▶ _Dataset records_:
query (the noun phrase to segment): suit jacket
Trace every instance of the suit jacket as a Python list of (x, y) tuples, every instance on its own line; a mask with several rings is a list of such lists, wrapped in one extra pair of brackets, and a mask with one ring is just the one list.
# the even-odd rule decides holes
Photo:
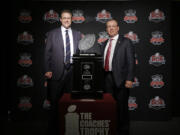
[[(78, 43), (81, 33), (72, 29), (74, 53), (78, 51)], [(52, 79), (58, 80), (64, 72), (64, 43), (61, 27), (47, 33), (45, 46), (45, 72), (52, 72)]]
[[(104, 50), (107, 45), (106, 40), (101, 46), (101, 53), (104, 56)], [(119, 35), (114, 50), (114, 56), (112, 60), (112, 74), (116, 84), (116, 87), (126, 81), (134, 80), (135, 71), (135, 50), (131, 40)]]

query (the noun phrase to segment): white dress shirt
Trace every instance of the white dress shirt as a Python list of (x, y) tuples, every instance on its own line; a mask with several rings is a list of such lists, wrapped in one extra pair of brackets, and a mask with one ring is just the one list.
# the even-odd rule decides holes
[[(113, 39), (113, 40), (112, 40), (111, 53), (110, 53), (110, 58), (109, 58), (109, 71), (112, 71), (112, 60), (113, 60), (114, 50), (115, 50), (115, 47), (116, 47), (118, 37), (119, 37), (119, 34), (117, 34), (116, 36), (110, 38), (110, 39)], [(107, 54), (107, 50), (108, 50), (108, 47), (109, 47), (110, 39), (107, 42), (106, 48), (104, 50), (104, 66), (105, 66), (105, 59), (106, 59), (106, 54)]]
[(74, 54), (74, 45), (73, 45), (73, 34), (72, 34), (72, 29), (71, 28), (64, 28), (63, 26), (61, 26), (61, 32), (62, 32), (62, 37), (63, 37), (63, 43), (64, 43), (64, 61), (66, 59), (66, 30), (68, 30), (68, 34), (69, 34), (69, 40), (70, 40), (70, 49), (71, 49), (71, 59), (70, 59), (70, 63), (72, 63), (72, 57)]

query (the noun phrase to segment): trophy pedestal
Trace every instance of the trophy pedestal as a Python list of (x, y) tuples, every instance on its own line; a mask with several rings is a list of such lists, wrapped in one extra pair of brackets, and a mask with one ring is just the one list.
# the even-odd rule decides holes
[(73, 56), (72, 98), (102, 98), (103, 57), (96, 54), (76, 54)]

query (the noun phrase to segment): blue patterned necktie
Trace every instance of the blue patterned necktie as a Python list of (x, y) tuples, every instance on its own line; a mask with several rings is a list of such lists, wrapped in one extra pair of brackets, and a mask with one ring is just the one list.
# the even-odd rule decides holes
[(66, 30), (66, 59), (65, 59), (66, 68), (70, 67), (70, 57), (71, 57), (70, 40), (69, 40), (68, 30)]

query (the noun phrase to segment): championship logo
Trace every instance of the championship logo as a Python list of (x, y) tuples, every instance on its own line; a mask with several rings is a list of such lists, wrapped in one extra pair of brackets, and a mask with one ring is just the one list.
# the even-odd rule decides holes
[(18, 64), (22, 67), (29, 67), (32, 65), (31, 54), (30, 53), (23, 53), (20, 54), (20, 59)]
[(18, 104), (18, 108), (21, 111), (29, 111), (32, 108), (32, 104), (30, 100), (31, 100), (30, 97), (21, 97)]
[(46, 110), (49, 110), (50, 107), (51, 107), (50, 101), (45, 99), (44, 102), (43, 102), (43, 108), (46, 109)]
[(24, 31), (23, 33), (18, 35), (17, 42), (19, 44), (29, 45), (29, 44), (33, 44), (34, 39), (31, 34), (29, 34), (27, 31)]
[(138, 87), (138, 86), (139, 86), (138, 78), (137, 78), (137, 77), (134, 77), (134, 81), (133, 81), (132, 87), (135, 88), (135, 87)]
[(149, 15), (149, 21), (158, 23), (165, 20), (164, 13), (160, 11), (159, 9), (155, 9), (152, 11)]
[(164, 86), (164, 82), (163, 82), (163, 76), (162, 75), (153, 75), (152, 77), (152, 81), (150, 83), (150, 86), (153, 88), (162, 88)]
[(152, 64), (156, 67), (161, 66), (162, 64), (165, 64), (166, 60), (163, 55), (160, 55), (159, 52), (155, 53), (150, 57), (149, 64)]
[(165, 108), (165, 102), (162, 98), (159, 96), (155, 96), (155, 98), (151, 99), (149, 102), (149, 108), (160, 110), (162, 108)]
[(59, 14), (54, 10), (49, 10), (44, 15), (44, 21), (47, 21), (49, 23), (55, 23), (59, 21)]
[(72, 14), (73, 14), (72, 16), (73, 23), (83, 23), (85, 21), (82, 10), (73, 10)]
[(30, 23), (32, 21), (31, 13), (27, 10), (24, 10), (20, 13), (18, 20), (21, 23)]
[(95, 119), (92, 112), (77, 113), (70, 105), (65, 114), (65, 135), (109, 135), (111, 120)]
[(139, 38), (138, 38), (137, 34), (134, 33), (133, 31), (130, 31), (127, 34), (125, 34), (124, 37), (129, 38), (133, 44), (136, 44), (139, 42)]
[(103, 31), (103, 32), (99, 33), (99, 38), (98, 38), (98, 43), (99, 44), (102, 44), (107, 39), (109, 39), (109, 35), (107, 34), (107, 32)]
[(164, 38), (162, 37), (163, 33), (160, 31), (154, 31), (152, 32), (152, 38), (150, 40), (150, 43), (153, 45), (161, 45), (164, 43)]
[(129, 107), (129, 110), (135, 110), (138, 105), (136, 103), (136, 97), (131, 97), (129, 96), (129, 99), (128, 99), (128, 107)]
[(33, 87), (33, 81), (28, 75), (23, 75), (18, 79), (17, 86), (22, 88)]
[(106, 23), (108, 20), (112, 19), (111, 13), (103, 9), (97, 14), (96, 21)]
[(138, 18), (136, 16), (136, 10), (129, 9), (129, 10), (125, 10), (124, 12), (125, 12), (124, 21), (126, 23), (135, 23), (135, 22), (137, 22)]
[(135, 63), (136, 63), (136, 65), (138, 65), (138, 57), (137, 57), (137, 53), (135, 53)]

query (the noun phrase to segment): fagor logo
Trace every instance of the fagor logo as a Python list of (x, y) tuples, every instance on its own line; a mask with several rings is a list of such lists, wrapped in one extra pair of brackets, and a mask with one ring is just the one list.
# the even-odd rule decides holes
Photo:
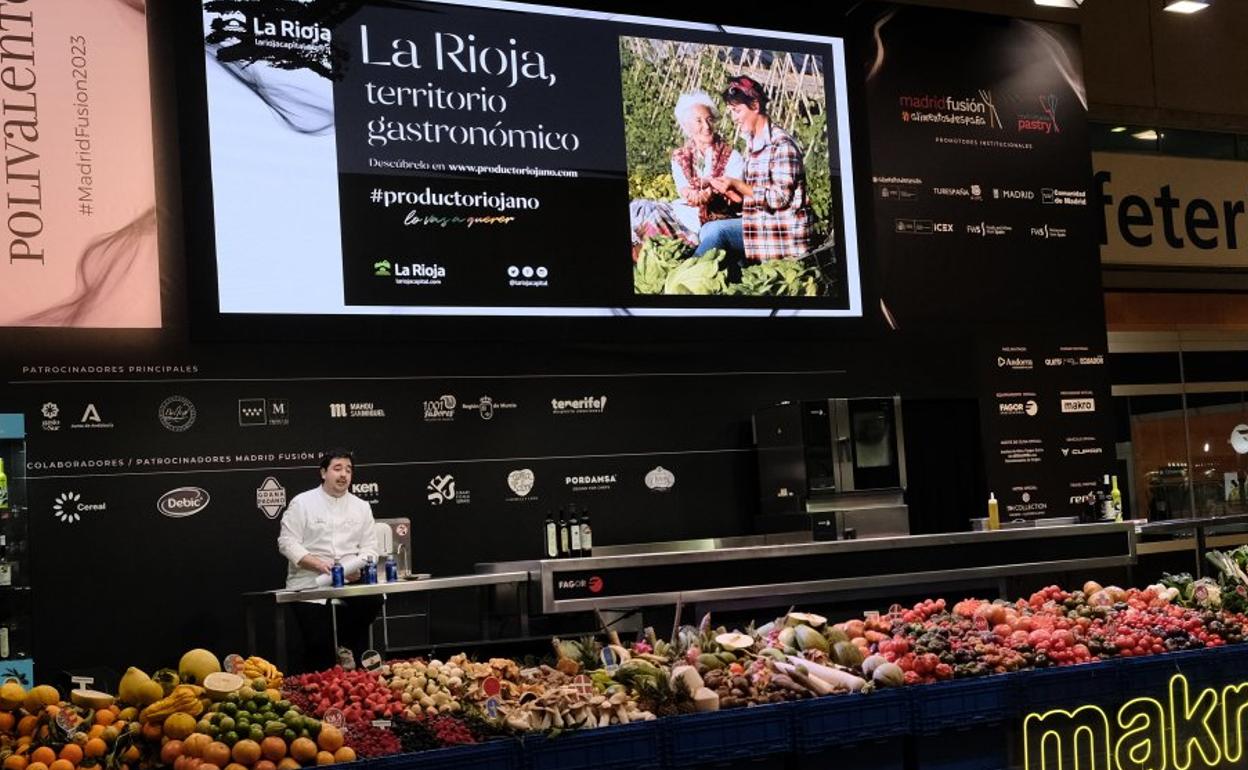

▶ _Your instructions_: Leaving out the pictures, repeat the data above exactly.

▶ _Finished answer_:
query (the noun phrase to segment): suit jacket
Trace every instance of the suit jacket as a Python list of (x, y) tuples, every instance on its own line; a mask with several rings is a list of such lists, wrapped in one extra pair of brackets, and a mask with one ring is just the one list.
# the even-odd rule decides holes
Photo:
[[(78, 43), (81, 33), (72, 29), (74, 53), (78, 51)], [(52, 79), (58, 80), (64, 72), (64, 43), (61, 27), (47, 33), (45, 46), (45, 72), (52, 72)]]
[[(104, 50), (107, 45), (106, 40), (101, 46), (101, 53), (104, 56)], [(119, 35), (114, 50), (114, 56), (112, 60), (112, 74), (116, 84), (116, 87), (126, 81), (134, 80), (135, 71), (135, 50), (131, 40)]]

query (the noun phrase to segment): white dress shirt
Trace every instance of the white dress shirt as a Python list of (x, y) tuples, every instance on its own line; a mask with several rings is a list of such lists, wrapped in one extra pair of brackets, and a mask with one ring is just the one list.
# the even-odd rule decides holes
[[(113, 39), (113, 40), (112, 40), (111, 53), (110, 53), (110, 58), (109, 58), (109, 71), (112, 71), (112, 60), (113, 60), (114, 50), (115, 50), (115, 47), (116, 47), (118, 37), (119, 37), (119, 34), (117, 34), (116, 36), (110, 38), (110, 39)], [(107, 54), (107, 50), (108, 50), (108, 47), (109, 47), (110, 39), (107, 42), (106, 48), (104, 50), (104, 66), (105, 66), (105, 59), (106, 59), (106, 54)]]
[(74, 54), (74, 45), (73, 45), (73, 34), (72, 34), (72, 29), (71, 28), (64, 28), (63, 26), (61, 26), (61, 32), (62, 32), (62, 37), (63, 37), (63, 43), (64, 43), (64, 61), (66, 59), (66, 30), (68, 30), (68, 34), (69, 34), (69, 40), (70, 40), (70, 49), (71, 49), (71, 59), (70, 59), (70, 63), (72, 63), (72, 57)]

query (the noun phrase to segment): trophy pedestal
Trace every instance of the trophy pedestal as a Python list of (x, y) tuples, every instance on its own line; a mask with several rings is a list of such lists, wrapped in one extra pair of brackets, and a mask with one ring is just the one list.
# the even-odd rule decides holes
[(73, 56), (72, 98), (102, 98), (103, 57), (96, 54), (76, 54)]

query (the noun phrase to segment): blue patterned necktie
Trace every instance of the blue patterned necktie as a Python list of (x, y) tuples, every instance on its own line; a mask with several rings is a list of such lists, wrapped in one extra pair of brackets, and a mask with one ring is just the one list.
# the even-odd rule decides holes
[(66, 30), (66, 59), (65, 59), (66, 68), (70, 67), (70, 57), (71, 57), (70, 40), (69, 40), (68, 30)]

query (the noun phrase to segment): championship logo
Trace every instance of the championship logo as a Python list of (x, y) tuples, every instance on its own line; a mask with several rings is a list of such lists, wrapped in one extra pair of brackets, and a mask with one ring is just the one list.
# the even-odd rule decides holes
[(18, 64), (22, 67), (29, 67), (32, 65), (31, 54), (30, 53), (23, 53), (20, 54), (20, 59)]
[(18, 104), (18, 108), (21, 111), (29, 111), (32, 108), (32, 104), (30, 100), (31, 100), (30, 97), (21, 97)]
[(46, 110), (49, 110), (50, 107), (51, 107), (50, 101), (45, 99), (44, 102), (43, 102), (43, 108), (46, 109)]
[(24, 31), (23, 33), (18, 35), (17, 42), (19, 44), (29, 45), (29, 44), (33, 44), (34, 39), (31, 34), (29, 34), (27, 31)]
[(138, 87), (138, 86), (139, 86), (138, 78), (137, 78), (137, 77), (134, 77), (134, 81), (133, 81), (132, 87), (135, 88), (135, 87)]
[(149, 15), (149, 21), (158, 23), (165, 20), (164, 13), (160, 11), (159, 9), (155, 9), (152, 11)]
[(164, 86), (164, 82), (163, 82), (163, 76), (162, 75), (153, 75), (152, 77), (152, 81), (150, 83), (150, 86), (153, 88), (162, 88)]
[(152, 64), (156, 67), (161, 66), (162, 64), (165, 64), (166, 60), (163, 55), (160, 55), (159, 52), (155, 53), (150, 57), (149, 64)]
[(165, 108), (165, 102), (162, 98), (159, 96), (155, 96), (155, 98), (151, 99), (149, 102), (149, 108), (160, 110), (162, 108)]
[(59, 14), (54, 10), (49, 10), (44, 15), (44, 21), (47, 21), (49, 23), (55, 23), (59, 21)]
[(72, 14), (73, 14), (72, 16), (73, 23), (83, 23), (85, 21), (82, 10), (73, 10)]
[(30, 23), (32, 21), (31, 13), (27, 10), (24, 10), (20, 13), (18, 20), (21, 23)]
[(95, 119), (92, 112), (77, 113), (70, 105), (65, 114), (65, 135), (109, 135), (111, 120)]
[(139, 38), (138, 38), (137, 34), (134, 33), (133, 31), (130, 31), (127, 34), (125, 34), (124, 37), (129, 38), (133, 44), (136, 44), (139, 42)]
[(103, 31), (103, 32), (99, 33), (99, 38), (98, 38), (98, 43), (99, 44), (102, 44), (107, 39), (109, 39), (109, 35), (107, 34), (107, 32)]
[(164, 38), (162, 37), (163, 33), (160, 31), (154, 31), (152, 32), (152, 38), (150, 40), (150, 43), (153, 45), (161, 45), (164, 43)]
[(129, 107), (129, 110), (135, 110), (138, 105), (136, 103), (136, 97), (131, 97), (129, 96), (129, 99), (128, 99), (128, 107)]
[(33, 87), (33, 81), (28, 75), (23, 75), (18, 79), (17, 86), (22, 88)]
[(106, 23), (108, 20), (112, 19), (111, 13), (103, 9), (97, 14), (96, 21)]
[(138, 18), (136, 16), (136, 10), (129, 9), (129, 10), (125, 10), (124, 12), (125, 12), (124, 21), (126, 23), (135, 23), (135, 22), (137, 22)]
[(135, 63), (136, 63), (136, 65), (138, 65), (138, 57), (137, 57), (137, 53), (135, 53)]

query (the noun phrase to segment): fagor logo
Trace every instance of the fagor logo as a Python list of (x, y) tuples, every instance on its own line; a mask with several rings is a list of such lists, wrapped in one extra pair of brackets, and a mask with one ring is just the one list.
# the even-odd rule decides holes
Photo:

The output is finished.